Tarefa indicada A: Devolva, sem alterações, o trecho do artigo sobre Shiva Baby que vai desde "Há dias em que" até "não ter fim.".

Excerto do documento:

-- -- --

Shiva Baby. “Para muitos judeus, a comédia é uma forma de processar o trauma”

Shiva Baby. “Para muitos judeus, a comédia é uma forma de processar o trauma”


Uma das grandes promessas do “novo cinema judeu”, Emma Seligman falou com o i sobre o seu primeiro filme, Shiva Baby


Há dias em que parece que tudo de mau nos acontece. É essa a premissa de Shiva Baby, filme lançado em 2020 e que estreou nas salas portuguesas no festival IndieLisboa, que coloca Danielle, a personagem principal, a enfrentar uma caótica sucessão de eventos que parece não ter fim.

Danielle é uma jovem estudante judia bissexual, que junta uns trocos a servir de “sugar baby”, termo aplicado a pessoas jovens, que procuram um relacionamento com pessoas mais velhas e bem-sucedidas em troca de benefícios. Um dos seus primeiros desafios é descobrir o nome do defunto do shiva, funeral judeu, que está a comparecer com os seus pais.

Funerais já são ambientes estranhos, mas a cerimónia que nos é apresentada em Shiva Baby parece saída de um dos sete círculos do inferno. Danielle é confrontada com familiares e membros da sua comunidade que lhe disparam perguntas desconfortáveis, encontra a sua ex-namorada, o seu “sugar daddy”… e a sua esposa e filha.

“Queria que a Danielle fosse a razão para que o seu dia estivesse a correr horrivelmente mal e que tudo o que fosse mau lhe estivesse a acontecer”, diz ao i Emma Seligman, a realizadora de Shiva Baby.

Este filme, que se move por géneros como o thriller, drama, comédia e, em ocasiões, chega mesmo a parecer um filme de terror, dada a claustrofobia das situações em que a protagonista é colocada, foi um dos grandes destaques do festival de cinema português e uma grande carta de apresentação para Seligman, que, entretanto, já anunciou dois novos projetos, o filme Bottoms e a série Sugar.

-- -- --

Registos fornecidos:
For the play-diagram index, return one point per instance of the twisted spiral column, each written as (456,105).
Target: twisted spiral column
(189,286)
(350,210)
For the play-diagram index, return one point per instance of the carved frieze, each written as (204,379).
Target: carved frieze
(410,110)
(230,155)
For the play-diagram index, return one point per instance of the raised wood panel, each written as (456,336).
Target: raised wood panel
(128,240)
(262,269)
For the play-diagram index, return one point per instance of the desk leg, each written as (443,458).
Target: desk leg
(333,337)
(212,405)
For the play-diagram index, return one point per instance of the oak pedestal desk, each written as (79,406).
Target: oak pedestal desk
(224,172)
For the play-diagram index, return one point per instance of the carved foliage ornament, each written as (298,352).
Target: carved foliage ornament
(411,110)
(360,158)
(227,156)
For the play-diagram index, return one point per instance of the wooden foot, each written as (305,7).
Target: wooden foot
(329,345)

-- -- --

Tarefa indicada B: Volte a escrever sem alterações apenas as linhas dos registos que vão desde a linha que contém "written as (298,352)." até ao fim dos registos, incluindo ambas as extremidades.

Resultado da tarefa A:
Há dias em que parece que tudo de mau nos acontece. É essa a premissa de Shiva Baby, filme lançado em 2020 e que estreou nas salas portuguesas no festival IndieLisboa, que coloca Danielle, a personagem principal, a enfrentar uma caótica sucessão de eventos que parece não ter fim.

Resultado da tarefa B:
For the play-diagram index, return one point per instance of the carved foliage ornament, each written as (298,352).
Target: carved foliage ornament
(411,110)
(360,158)
(227,156)
For the play-diagram index, return one point per instance of the wooden foot, each written as (305,7).
Target: wooden foot
(329,345)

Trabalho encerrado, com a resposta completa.